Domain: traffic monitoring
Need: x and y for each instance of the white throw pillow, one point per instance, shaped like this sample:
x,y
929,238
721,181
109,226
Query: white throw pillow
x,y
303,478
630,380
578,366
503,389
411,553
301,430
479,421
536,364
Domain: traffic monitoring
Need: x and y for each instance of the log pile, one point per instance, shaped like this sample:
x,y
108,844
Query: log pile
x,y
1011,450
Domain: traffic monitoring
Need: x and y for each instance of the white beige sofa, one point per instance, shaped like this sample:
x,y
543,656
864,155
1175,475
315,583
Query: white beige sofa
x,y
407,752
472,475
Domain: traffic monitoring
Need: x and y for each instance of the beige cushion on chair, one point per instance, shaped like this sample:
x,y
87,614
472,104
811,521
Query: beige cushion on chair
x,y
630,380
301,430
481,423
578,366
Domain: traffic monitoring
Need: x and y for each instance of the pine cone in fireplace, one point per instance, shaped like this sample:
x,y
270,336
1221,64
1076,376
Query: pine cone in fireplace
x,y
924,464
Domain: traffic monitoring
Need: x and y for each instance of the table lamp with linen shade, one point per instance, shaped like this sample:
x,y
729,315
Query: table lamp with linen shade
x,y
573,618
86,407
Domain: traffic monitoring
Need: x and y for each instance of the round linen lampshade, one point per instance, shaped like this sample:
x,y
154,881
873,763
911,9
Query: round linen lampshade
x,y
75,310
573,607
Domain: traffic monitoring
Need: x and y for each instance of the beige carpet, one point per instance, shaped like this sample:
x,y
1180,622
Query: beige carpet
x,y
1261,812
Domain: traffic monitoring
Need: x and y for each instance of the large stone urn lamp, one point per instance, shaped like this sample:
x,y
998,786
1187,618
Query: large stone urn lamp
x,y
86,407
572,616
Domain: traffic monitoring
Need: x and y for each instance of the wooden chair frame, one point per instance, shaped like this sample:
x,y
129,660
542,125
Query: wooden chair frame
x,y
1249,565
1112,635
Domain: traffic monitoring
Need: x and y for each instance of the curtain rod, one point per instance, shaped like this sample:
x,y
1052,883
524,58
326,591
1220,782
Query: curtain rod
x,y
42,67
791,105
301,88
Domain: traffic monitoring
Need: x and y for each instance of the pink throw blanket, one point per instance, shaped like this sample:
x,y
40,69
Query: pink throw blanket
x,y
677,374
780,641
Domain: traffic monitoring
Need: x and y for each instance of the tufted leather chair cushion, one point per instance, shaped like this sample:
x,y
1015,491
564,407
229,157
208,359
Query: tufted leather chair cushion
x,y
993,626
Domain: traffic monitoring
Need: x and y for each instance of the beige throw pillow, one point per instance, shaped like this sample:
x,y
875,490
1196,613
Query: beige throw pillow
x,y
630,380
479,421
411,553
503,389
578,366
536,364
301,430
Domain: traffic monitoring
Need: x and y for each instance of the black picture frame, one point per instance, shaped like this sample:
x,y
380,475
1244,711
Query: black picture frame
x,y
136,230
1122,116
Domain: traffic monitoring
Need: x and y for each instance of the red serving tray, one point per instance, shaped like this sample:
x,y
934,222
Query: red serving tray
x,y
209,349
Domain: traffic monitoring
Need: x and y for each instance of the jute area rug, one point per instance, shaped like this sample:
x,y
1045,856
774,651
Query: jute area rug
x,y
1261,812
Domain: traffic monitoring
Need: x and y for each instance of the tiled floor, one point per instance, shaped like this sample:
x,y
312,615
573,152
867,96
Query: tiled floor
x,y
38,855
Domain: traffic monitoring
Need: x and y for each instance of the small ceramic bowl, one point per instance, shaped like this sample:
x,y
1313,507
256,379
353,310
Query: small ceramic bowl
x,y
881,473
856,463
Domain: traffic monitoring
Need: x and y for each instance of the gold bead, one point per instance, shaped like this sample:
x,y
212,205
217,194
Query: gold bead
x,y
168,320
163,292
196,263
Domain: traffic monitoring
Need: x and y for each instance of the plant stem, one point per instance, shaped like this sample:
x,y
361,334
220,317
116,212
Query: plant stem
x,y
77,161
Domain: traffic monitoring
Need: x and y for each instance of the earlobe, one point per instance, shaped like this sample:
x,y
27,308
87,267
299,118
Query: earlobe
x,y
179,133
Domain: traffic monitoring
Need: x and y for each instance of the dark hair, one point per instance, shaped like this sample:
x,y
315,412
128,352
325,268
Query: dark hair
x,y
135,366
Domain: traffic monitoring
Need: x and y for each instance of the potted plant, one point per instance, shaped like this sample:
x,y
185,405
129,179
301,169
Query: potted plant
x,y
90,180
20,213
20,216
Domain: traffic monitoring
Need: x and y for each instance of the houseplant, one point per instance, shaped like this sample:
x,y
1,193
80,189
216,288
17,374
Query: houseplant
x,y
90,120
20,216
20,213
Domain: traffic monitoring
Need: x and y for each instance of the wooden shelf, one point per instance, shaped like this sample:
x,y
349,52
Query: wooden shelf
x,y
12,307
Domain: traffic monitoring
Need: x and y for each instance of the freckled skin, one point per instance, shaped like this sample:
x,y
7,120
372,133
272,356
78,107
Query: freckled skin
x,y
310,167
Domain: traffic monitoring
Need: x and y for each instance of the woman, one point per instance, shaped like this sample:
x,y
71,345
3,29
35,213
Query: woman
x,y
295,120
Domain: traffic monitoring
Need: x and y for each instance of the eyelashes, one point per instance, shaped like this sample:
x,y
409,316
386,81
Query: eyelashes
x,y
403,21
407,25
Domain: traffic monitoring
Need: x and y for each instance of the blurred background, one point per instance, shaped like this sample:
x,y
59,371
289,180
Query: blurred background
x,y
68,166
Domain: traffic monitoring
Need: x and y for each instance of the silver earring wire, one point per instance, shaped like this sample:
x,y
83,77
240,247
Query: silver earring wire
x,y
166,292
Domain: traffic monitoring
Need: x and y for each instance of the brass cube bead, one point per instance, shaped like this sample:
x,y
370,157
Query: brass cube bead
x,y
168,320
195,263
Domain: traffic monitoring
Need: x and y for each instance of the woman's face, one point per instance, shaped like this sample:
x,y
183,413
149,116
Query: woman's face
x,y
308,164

=====

Every entry must be output again, exactly as written above.

Exercise response:
Domain: traffic monitoring
Need: x and y for each instance of the white throw pillow, one point per instance, shaped like this sample:
x,y
929,238
721,181
109,226
Query: white throw pillow
x,y
303,478
630,380
578,366
503,389
411,553
301,430
479,421
536,364
Domain: traffic monitoring
Need: x and y for each instance of the log pile, one point per instance, shaped like this sample:
x,y
108,844
Query: log pile
x,y
1011,450
Domain: traffic monitoring
Need: x and y for each instance of the white beige sofa, one point per instance, shaped like this sample:
x,y
543,656
864,155
1175,475
315,583
Query: white beige sofa
x,y
407,752
472,475
Domain: traffic monitoring
Need: x and y for each instance of the beige cushion on chair, one point per instance, shaped like this sample:
x,y
87,614
472,104
811,521
Query: beige cushion on chair
x,y
630,380
301,430
481,423
578,366
Domain: traffic monitoring
Need: x and y for each instance of the pine cone in fireplace, one point per instance, shaped like this sample:
x,y
270,336
1221,64
1076,376
Query: pine cone in fireplace
x,y
924,464
Domain: traffic monitoring
Need: x and y for each instance of the table lamp with linen shade, one point per instance, shaped like this sample:
x,y
729,315
Query: table lamp with linen shade
x,y
573,618
86,407
Domain: traffic monitoring
Need: x and y for each instance of the round linen lampshade, one point per instance, shaped like this sample:
x,y
154,881
873,763
911,9
Query: round linen lampshade
x,y
75,310
573,607
Domain: traffic monitoring
Need: x and y for each instance of the beige carpet, one point per instance, shaped like this sample:
x,y
1180,622
Query: beige carpet
x,y
1261,812
Domain: traffic monitoring
Need: x and y for each instance of the large stone urn lamp, one point per instance, shaped like this sample:
x,y
998,786
1187,618
Query: large stone urn lamp
x,y
86,407
572,616
Domain: traffic monitoring
Need: x and y for each instance of the wooden chair frame, one point per instance, shaped like this sample:
x,y
129,660
542,125
Query: wooden chair frame
x,y
1249,565
1112,635
Domain: traffic monitoring
Need: x and y for each instance of the curtain rod, one point per instance, shaped like this sample:
x,y
1052,883
524,58
326,591
1220,782
Query: curtain rod
x,y
42,67
791,105
301,88
Domain: traffic monitoring
Need: x and y for each instance of the pink throw blanket, one point per instance, shaped like this sample:
x,y
40,69
Query: pink throw blanket
x,y
677,374
780,641
Domain: traffic monitoring
Need: x and y for each instance of the tufted leather chair cushion, one point per instance, shaped like this sample:
x,y
1015,491
564,407
229,157
208,359
Query: tufted leather chair cushion
x,y
993,626
Domain: traffic monitoring
Need: x and y for each instance of the beige throw pillow, one point per instance, shaped like this sample:
x,y
875,490
1196,613
Query: beige throw pillow
x,y
630,380
479,421
411,553
503,389
578,366
536,364
301,430
Domain: traffic monitoring
Need: x and y for each instance of the black picture frame, one point per instance, shaped like this sample:
x,y
380,475
1244,711
Query: black picture frame
x,y
136,230
1122,116
Domain: traffic monitoring
Need: x and y for each instance of the red serving tray, one point per instance, shaped like this sample:
x,y
934,222
Query: red serving tray
x,y
209,349
Domain: traffic monitoring
Need: x and y for each instance of the jute area rug, one point per instance, shaped like this sample:
x,y
1045,856
774,651
Query: jute area rug
x,y
1261,812
Domain: traffic monitoring
Need: x and y for each instance of the tiled floor, one point per instance, shaped like this sample:
x,y
312,615
573,152
867,96
Query: tiled floor
x,y
38,855
Domain: traffic monitoring
Need: x and y for each instance of the small ceramic bowl, one point per instance, shaped like this sample:
x,y
1313,507
256,379
353,310
Query: small ceramic bowl
x,y
881,473
856,463
Domain: traffic monitoring
Need: x and y for each instance of the gold bead, one point per instance, shaped like this sample:
x,y
212,205
217,194
Query: gold bead
x,y
168,320
163,292
196,263
Domain: traffic monitoring
Need: x and y for each instance of the plant stem, one point per instance, shaped like this sample:
x,y
361,334
220,317
116,212
Query: plant stem
x,y
77,161
Domain: traffic monitoring
Need: x and y for each instance of the earlobe, one point per instance, shaped like this sample:
x,y
27,308
87,267
299,118
Query: earlobe
x,y
179,133
Domain: traffic monitoring
Need: x and y for each instance of the dark hair, one point per instance, shaped like this sample:
x,y
315,412
128,352
325,268
Query: dark hair
x,y
135,366
Domain: traffic monitoring
Need: x and y for each instance of the potted plant, one point per instance, shaped like this sample:
x,y
185,405
129,179
301,169
Query: potted plant
x,y
90,180
20,213
20,216
Domain: traffic monitoring
Need: x and y for each instance of the houseplant, one point per instance, shaped like this sample:
x,y
1,193
80,189
216,288
17,374
Query: houseplant
x,y
90,120
20,216
20,213
Domain: traffic monitoring
Need: x and y for each instance of the wooden shelf, one point per instance, shaped like this sample:
x,y
349,52
Query: wooden shelf
x,y
12,307
Domain: traffic monitoring
Need: x and y for each instance of the freckled skin, one point per instance, shaped like this sample:
x,y
7,120
372,133
272,356
78,107
Query: freckled skin
x,y
310,167
Domain: traffic monitoring
Need: x and y for each instance of the woman, one point per instance, shaped like this sample:
x,y
71,345
3,29
35,213
Query: woman
x,y
295,120
Domain: traffic monitoring
Need: x and y for each instance of the eyelashes, one point per instance, shaped like this sample:
x,y
409,316
386,81
Query: eyelashes
x,y
403,21
407,25
Domain: traffic monitoring
Need: x and y for each instance of the blurred background, one point per instance, shaped like this sample:
x,y
59,371
289,180
Query: blurred background
x,y
68,166
Domain: traffic monitoring
Need: x and y for each instance of the silver earring wire, one point per instance, shaped like this sample:
x,y
83,77
240,247
Query: silver earring wire
x,y
166,292
Domain: traffic monitoring
Need: x and y for each instance of the brass cube bead, one point per instance, shaped like this sample:
x,y
370,157
Query: brass cube bead
x,y
168,320
195,263
Domain: traffic monitoring
Need: x and y for each instance of the woman's face, one point per instance, shaped like this sample:
x,y
183,413
149,116
Query: woman's face
x,y
308,164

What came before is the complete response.